_練習課題 1_:
下のエントリのうち、「Place one keypoint on each instance of the falling」を含む行から始まり、エントリの最後の行まで続く部分(両端を含む)を、一行も省かずにもう一度書いてください。その際、解答にある座標の数値すべてに29を加えてずらし、座標以外の行は元のまま残して、その部分だけを出すこと。

_抜粋本文_:
· · · · ·
波乱の人生のなか、真摯に書き続けた高見順

文・写真:「文藝春秋」写真資料部

 明治四十年(一九〇七年)、永井荷風の叔父でもあるのちの貴族院議員・阪本釤之助が、福井県知事として赴任当時、現地の女性に生ませた「非嫡出子」が高間芳雄、のちの高見順である。芳雄少年が一歳のとき、父の転任に従い東京・麻布に移り住むが、邸宅付近の陋居に住まわされ、父の顔を見ることは一度もなかった。わずかな手当と針仕事で生計をたてる母は「政治家になって父を見返しておくれ」と芳雄少年に語っていたという。

 勉学のすえ一高、東京帝大と進み、そこでプロレタリア文学に目覚め、「左翼芸術同盟」に参加。しかし二十六歳のときに治安維持法違反の疑いで検挙。半年の拘留のすえ、「転向」を表明し釈放された。
· · · · ·
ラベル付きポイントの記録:
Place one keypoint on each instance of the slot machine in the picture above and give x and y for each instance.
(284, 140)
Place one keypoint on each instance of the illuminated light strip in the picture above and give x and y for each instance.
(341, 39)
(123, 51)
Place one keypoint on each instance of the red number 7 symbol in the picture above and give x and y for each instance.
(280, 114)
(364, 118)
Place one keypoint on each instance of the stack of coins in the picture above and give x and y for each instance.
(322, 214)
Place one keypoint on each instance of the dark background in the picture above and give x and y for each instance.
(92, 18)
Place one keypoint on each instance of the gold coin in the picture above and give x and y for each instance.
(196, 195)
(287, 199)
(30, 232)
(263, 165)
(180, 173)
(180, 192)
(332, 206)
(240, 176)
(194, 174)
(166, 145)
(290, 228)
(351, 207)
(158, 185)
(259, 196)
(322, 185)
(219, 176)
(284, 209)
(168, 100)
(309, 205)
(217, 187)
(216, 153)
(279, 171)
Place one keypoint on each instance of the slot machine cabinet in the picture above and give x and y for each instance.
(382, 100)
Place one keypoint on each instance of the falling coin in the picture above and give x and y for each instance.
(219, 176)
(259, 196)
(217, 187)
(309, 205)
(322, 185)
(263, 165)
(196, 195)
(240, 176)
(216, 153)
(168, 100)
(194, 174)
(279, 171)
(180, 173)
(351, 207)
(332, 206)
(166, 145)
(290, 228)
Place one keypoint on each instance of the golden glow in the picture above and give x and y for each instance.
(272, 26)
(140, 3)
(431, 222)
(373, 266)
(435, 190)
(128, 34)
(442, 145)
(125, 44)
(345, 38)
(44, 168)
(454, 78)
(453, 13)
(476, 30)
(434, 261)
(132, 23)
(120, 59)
· · · · ·
_練習課題 2_:
上の高見順についての文章から、「明治四十年(一九〇七年)、永」で始まり「拘留のすえ、「転向」を表明し釈放された。」までの部分を、一字も変えずに書き写すこと。

_練習解答 1_:
Place one keypoint on each instance of the falling coin in the picture above and give x and y for each instance.
(248, 205)
(288, 225)
(246, 216)
(338, 234)
(351, 214)
(292, 194)
(225, 224)
(269, 205)
(245, 182)
(197, 129)
(223, 203)
(308, 200)
(209, 202)
(380, 236)
(361, 235)
(195, 174)
(319, 257)
Place one keypoint on each instance of the golden glow in the picture above and give x and y for each instance.
(301, 55)
(169, 32)
(460, 251)
(402, 295)
(464, 219)
(157, 63)
(471, 174)
(154, 73)
(374, 67)
(73, 197)
(483, 107)
(482, 42)
(505, 59)
(463, 290)
(161, 52)
(149, 88)

_練習解答 2_:
明治四十年(一九〇七年)、永井荷風の叔父でもあるのちの貴族院議員・阪本釤之助が、福井県知事として赴任当時、現地の女性に生ませた「非嫡出子」が高間芳雄、のちの高見順である。芳雄少年が一歳のとき、父の転任に従い東京・麻布に移り住むが、邸宅付近の陋居に住まわされ、父の顔を見ることは一度もなかった。わずかな手当と針仕事で生計をたてる母は「政治家になって父を見返しておくれ」と芳雄少年に語っていたという。

 勉学のすえ一高、東京帝大と進み、そこでプロレタリア文学に目覚め、「左翼芸術同盟」に参加。しかし二十六歳のときに治安維持法違反の疑いで検挙。半年の拘留のすえ、「転向」を表明し釈放された。